**TASK INPUT**:
◇ ◇ ◇ ◇ ◇ ◇ ◇

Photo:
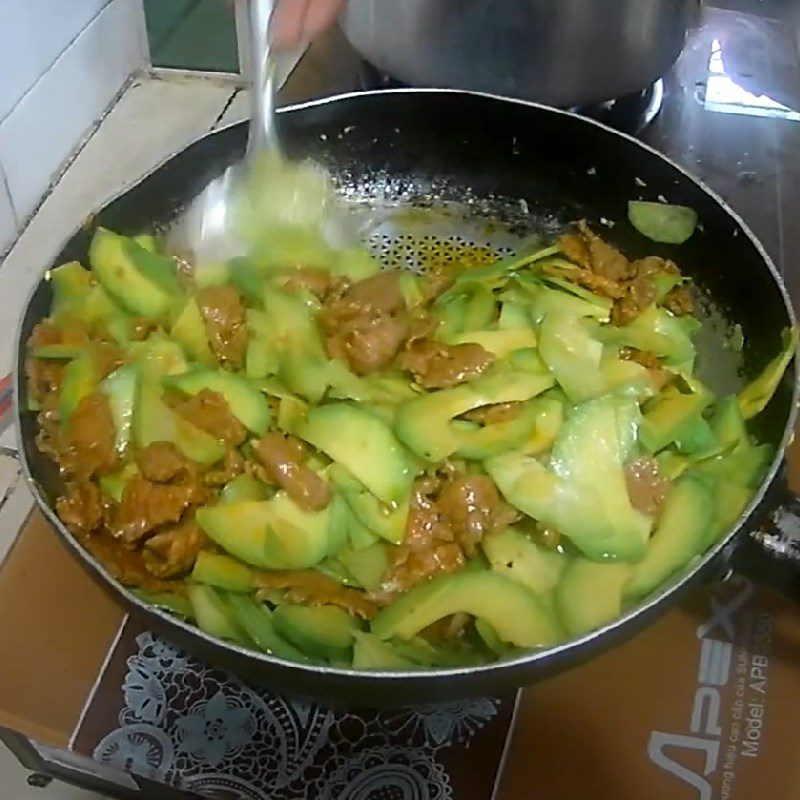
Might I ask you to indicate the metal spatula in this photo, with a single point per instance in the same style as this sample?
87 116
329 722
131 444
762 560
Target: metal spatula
266 195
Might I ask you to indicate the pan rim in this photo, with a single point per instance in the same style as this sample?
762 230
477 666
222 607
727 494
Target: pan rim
525 659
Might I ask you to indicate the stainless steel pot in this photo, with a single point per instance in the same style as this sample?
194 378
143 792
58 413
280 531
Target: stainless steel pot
562 52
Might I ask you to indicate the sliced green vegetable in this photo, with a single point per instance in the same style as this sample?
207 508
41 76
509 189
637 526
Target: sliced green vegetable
271 534
662 222
189 331
223 572
513 554
365 445
59 352
141 281
318 631
113 483
153 421
501 343
512 610
168 601
256 620
680 534
423 424
370 653
590 595
80 380
368 566
244 487
583 494
548 422
120 388
573 355
213 615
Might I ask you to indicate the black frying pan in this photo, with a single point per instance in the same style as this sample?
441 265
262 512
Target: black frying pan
525 167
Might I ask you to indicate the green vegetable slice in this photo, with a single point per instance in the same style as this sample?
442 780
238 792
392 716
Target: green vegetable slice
662 222
754 397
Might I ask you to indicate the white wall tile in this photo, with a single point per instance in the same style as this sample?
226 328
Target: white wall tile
153 120
53 117
8 219
33 35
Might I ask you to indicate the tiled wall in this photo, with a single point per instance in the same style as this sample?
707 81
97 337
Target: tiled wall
61 63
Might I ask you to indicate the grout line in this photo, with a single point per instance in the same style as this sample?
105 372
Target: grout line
10 489
52 64
68 162
96 685
7 189
228 103
501 766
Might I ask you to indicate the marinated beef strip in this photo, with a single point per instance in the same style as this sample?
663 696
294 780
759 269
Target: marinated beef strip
311 587
679 301
281 457
80 507
224 315
447 518
646 488
146 506
659 376
366 325
317 281
604 270
43 375
494 413
209 411
231 466
437 366
88 448
174 549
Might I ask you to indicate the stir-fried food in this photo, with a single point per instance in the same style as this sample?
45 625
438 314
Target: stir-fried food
388 470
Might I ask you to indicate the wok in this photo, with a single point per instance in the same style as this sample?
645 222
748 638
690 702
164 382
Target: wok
506 169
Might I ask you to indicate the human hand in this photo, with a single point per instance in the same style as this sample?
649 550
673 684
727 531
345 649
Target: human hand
296 21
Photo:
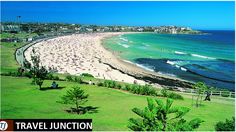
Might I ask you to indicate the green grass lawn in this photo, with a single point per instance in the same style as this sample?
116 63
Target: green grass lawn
18 35
20 99
8 62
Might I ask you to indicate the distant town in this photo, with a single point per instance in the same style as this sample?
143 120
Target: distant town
41 30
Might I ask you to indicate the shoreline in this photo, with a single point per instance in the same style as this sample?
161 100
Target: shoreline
102 63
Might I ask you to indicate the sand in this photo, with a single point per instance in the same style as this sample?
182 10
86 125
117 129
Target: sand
84 53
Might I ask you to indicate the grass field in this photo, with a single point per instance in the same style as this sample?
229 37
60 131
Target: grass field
8 62
20 99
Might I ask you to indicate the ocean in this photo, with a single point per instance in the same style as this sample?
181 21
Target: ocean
208 57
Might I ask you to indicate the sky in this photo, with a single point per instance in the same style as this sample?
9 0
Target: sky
198 14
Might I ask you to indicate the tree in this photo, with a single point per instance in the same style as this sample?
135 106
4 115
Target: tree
39 73
201 88
228 125
74 96
158 116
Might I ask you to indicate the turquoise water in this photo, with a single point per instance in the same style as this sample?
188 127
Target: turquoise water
208 58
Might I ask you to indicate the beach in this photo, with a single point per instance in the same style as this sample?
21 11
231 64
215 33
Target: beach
84 53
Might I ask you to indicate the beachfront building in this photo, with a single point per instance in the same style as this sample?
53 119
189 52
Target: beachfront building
11 28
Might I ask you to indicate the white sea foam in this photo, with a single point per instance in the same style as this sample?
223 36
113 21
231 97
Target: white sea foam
174 63
149 68
124 39
125 45
201 56
180 53
183 69
168 74
170 62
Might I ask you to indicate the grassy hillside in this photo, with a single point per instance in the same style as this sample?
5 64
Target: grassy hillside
20 99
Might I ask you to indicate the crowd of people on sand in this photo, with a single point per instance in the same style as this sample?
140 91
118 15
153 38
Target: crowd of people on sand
79 53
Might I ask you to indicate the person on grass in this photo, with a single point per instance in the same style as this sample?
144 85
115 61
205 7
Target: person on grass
54 85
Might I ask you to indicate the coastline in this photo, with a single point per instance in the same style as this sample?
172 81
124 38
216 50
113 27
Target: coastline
102 63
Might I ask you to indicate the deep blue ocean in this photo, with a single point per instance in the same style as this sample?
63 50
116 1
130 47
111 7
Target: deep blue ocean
208 57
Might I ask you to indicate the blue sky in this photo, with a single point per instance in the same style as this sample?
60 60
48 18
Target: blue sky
198 15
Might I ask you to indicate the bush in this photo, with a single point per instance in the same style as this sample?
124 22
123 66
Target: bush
87 75
228 125
56 78
78 80
225 93
69 78
119 86
127 87
171 95
175 96
164 92
27 74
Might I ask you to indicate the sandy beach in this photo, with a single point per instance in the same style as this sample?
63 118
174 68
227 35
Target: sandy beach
84 53
80 53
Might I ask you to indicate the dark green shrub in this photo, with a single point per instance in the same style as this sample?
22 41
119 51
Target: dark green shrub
225 94
127 87
100 84
49 77
160 116
78 80
228 125
175 96
56 78
119 86
27 74
87 75
172 95
69 78
164 92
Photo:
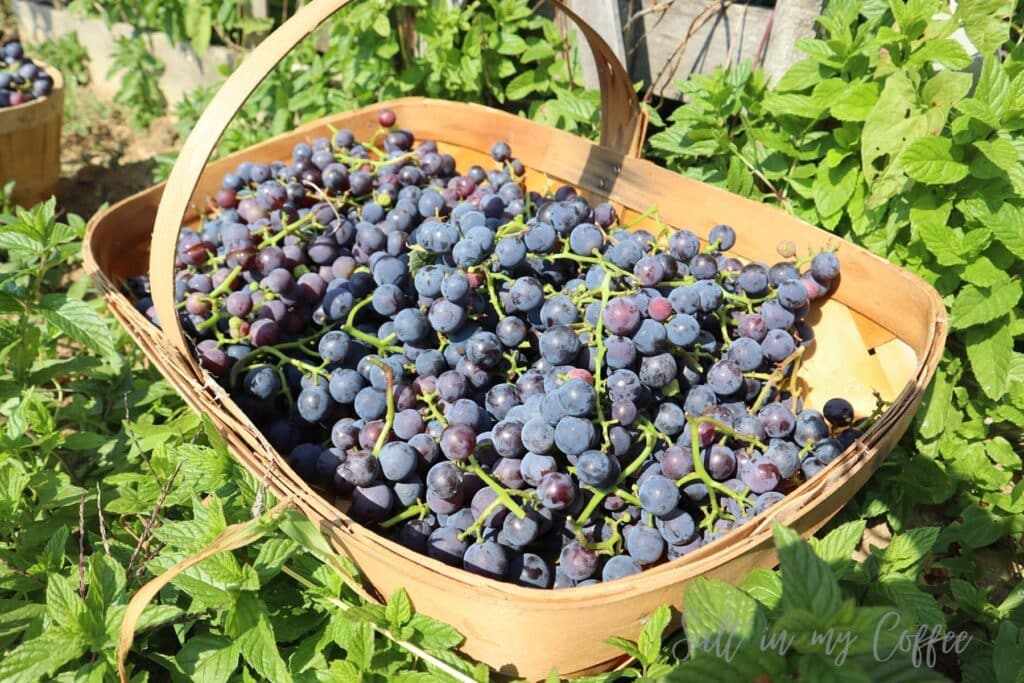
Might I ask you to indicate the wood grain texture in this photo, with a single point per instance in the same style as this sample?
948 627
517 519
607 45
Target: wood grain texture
895 308
30 143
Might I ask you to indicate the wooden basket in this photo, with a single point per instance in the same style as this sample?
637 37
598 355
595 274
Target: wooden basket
30 143
883 330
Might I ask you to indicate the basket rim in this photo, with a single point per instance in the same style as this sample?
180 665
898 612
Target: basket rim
725 549
42 102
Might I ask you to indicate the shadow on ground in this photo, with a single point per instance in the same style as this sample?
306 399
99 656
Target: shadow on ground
92 185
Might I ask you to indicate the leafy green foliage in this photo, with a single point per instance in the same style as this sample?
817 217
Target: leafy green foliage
199 23
878 135
498 52
140 72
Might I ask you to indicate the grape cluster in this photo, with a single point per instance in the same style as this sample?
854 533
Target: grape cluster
512 384
20 79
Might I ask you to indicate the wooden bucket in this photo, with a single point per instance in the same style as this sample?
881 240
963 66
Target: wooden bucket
883 330
30 143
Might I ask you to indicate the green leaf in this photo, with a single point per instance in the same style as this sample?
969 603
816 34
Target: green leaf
1007 225
990 348
909 598
946 51
381 25
511 44
764 586
983 272
838 546
906 551
398 609
208 658
434 634
649 642
986 23
272 555
855 101
975 305
250 626
894 122
807 581
804 107
801 76
978 109
18 243
625 645
993 86
359 645
522 85
1000 152
834 186
39 657
934 407
720 617
77 321
930 160
64 606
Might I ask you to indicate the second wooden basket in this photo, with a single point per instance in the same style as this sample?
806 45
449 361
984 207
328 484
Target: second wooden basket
30 143
883 330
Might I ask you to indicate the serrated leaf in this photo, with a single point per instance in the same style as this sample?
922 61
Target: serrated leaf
35 659
625 645
946 51
1007 225
990 348
720 617
359 645
975 305
833 186
398 610
208 658
250 626
906 551
930 160
764 586
18 243
807 581
77 321
804 107
986 23
983 272
855 101
649 642
522 85
801 76
62 602
838 546
1000 152
910 599
977 109
271 557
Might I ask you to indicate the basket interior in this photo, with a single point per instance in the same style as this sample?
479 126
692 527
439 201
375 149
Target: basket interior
860 352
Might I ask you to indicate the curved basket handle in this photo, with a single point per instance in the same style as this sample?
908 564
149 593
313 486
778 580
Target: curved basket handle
622 130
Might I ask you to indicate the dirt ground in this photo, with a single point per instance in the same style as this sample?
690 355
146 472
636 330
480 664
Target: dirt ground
102 158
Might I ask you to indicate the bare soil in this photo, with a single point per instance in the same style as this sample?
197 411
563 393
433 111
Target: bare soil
103 159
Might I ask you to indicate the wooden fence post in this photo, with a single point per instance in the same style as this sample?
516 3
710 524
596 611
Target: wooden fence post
793 22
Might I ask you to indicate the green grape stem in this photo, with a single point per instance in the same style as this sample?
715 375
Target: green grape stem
389 416
502 493
417 510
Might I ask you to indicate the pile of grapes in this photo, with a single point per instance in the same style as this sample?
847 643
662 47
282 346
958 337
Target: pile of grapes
20 79
512 384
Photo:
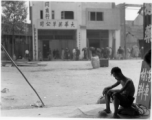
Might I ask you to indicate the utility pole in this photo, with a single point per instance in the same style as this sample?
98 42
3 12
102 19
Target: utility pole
124 8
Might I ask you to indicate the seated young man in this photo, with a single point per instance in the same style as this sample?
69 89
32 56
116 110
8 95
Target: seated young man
124 96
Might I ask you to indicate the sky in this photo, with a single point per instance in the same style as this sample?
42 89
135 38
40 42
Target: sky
131 12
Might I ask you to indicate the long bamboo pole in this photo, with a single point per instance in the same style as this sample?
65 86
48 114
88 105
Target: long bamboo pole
22 74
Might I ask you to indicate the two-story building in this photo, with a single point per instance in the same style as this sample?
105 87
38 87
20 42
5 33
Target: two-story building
58 25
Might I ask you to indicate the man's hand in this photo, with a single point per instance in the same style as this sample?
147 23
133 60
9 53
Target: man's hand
115 93
106 90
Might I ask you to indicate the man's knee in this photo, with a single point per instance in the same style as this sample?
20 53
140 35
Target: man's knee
109 93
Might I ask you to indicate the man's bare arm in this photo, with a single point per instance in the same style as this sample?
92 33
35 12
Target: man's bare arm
114 85
126 85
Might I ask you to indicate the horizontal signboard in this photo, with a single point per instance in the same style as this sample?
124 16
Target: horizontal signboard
57 24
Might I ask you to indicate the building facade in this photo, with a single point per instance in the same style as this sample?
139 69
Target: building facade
58 25
22 41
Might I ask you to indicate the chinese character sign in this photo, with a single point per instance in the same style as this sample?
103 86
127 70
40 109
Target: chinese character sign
144 87
58 24
47 10
35 42
147 15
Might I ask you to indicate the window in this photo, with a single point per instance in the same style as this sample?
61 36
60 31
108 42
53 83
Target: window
41 14
53 15
96 16
67 15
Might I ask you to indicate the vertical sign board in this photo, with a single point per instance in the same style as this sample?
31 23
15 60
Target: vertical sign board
144 87
47 11
147 13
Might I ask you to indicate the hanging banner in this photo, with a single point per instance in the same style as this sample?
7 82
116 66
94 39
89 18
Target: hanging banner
57 24
144 87
147 14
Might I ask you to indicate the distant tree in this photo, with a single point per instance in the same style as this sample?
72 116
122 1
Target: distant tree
14 15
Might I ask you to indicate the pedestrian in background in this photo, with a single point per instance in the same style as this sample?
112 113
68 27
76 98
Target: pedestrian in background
62 54
74 53
27 54
77 53
49 55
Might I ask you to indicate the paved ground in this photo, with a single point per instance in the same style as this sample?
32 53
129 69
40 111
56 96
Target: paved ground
61 83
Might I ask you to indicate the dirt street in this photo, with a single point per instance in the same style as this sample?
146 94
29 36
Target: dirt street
62 83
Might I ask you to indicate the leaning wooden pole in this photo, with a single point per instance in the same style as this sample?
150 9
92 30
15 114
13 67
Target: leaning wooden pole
22 74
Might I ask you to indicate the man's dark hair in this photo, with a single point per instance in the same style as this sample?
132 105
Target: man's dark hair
115 70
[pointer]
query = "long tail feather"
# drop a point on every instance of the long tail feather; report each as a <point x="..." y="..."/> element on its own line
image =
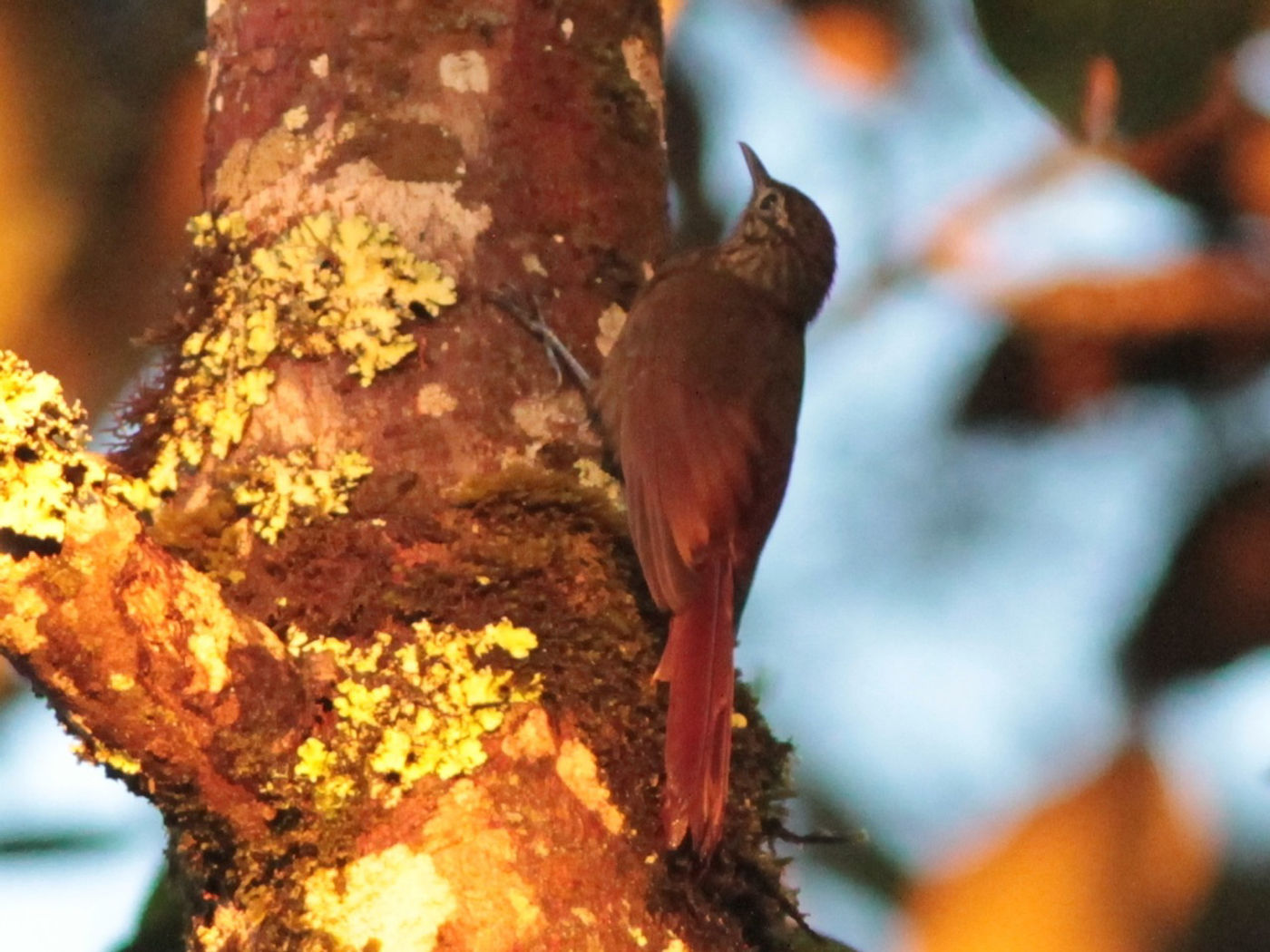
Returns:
<point x="698" y="663"/>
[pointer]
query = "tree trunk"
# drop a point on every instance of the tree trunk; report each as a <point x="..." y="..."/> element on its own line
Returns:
<point x="366" y="625"/>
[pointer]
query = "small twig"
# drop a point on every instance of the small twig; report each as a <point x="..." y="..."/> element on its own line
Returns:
<point x="526" y="311"/>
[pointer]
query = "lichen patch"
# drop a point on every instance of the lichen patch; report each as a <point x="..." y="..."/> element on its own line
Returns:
<point x="327" y="287"/>
<point x="464" y="73"/>
<point x="645" y="70"/>
<point x="394" y="901"/>
<point x="578" y="770"/>
<point x="611" y="321"/>
<point x="410" y="711"/>
<point x="42" y="465"/>
<point x="435" y="400"/>
<point x="295" y="491"/>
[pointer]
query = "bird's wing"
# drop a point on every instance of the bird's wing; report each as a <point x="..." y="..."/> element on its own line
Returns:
<point x="708" y="408"/>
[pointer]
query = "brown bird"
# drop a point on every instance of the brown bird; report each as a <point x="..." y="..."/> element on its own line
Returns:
<point x="700" y="400"/>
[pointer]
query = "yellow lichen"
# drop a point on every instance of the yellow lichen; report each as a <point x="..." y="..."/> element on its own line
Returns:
<point x="578" y="770"/>
<point x="415" y="713"/>
<point x="291" y="491"/>
<point x="592" y="475"/>
<point x="327" y="286"/>
<point x="41" y="460"/>
<point x="394" y="901"/>
<point x="98" y="753"/>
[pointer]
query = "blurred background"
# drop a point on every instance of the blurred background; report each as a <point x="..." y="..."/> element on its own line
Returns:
<point x="1015" y="613"/>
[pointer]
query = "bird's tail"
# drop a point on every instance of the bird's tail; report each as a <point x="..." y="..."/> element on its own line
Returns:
<point x="698" y="663"/>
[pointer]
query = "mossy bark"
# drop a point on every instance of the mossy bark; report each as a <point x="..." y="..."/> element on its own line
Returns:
<point x="418" y="711"/>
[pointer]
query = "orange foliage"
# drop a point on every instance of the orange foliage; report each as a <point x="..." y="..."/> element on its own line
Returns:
<point x="856" y="44"/>
<point x="1117" y="866"/>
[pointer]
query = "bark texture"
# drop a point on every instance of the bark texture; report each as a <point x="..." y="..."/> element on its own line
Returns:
<point x="377" y="644"/>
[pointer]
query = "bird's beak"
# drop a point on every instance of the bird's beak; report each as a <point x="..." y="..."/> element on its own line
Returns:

◇ ◇ ◇ ◇ ◇ ◇ ◇

**WORK TO BE COMPLETED**: Please gather every line from the items above that contains the string "long". Case matters.

**ANSWER TO THE EXERCISE**:
Might I ask you to indicate the long bamboo pole in this photo, with a single point per instance in the same style as this sample?
Target: long bamboo pole
query = "long tail feather"
# drop a point on every instance of the long tail feather; report each as a <point x="..." y="..."/> element on its own line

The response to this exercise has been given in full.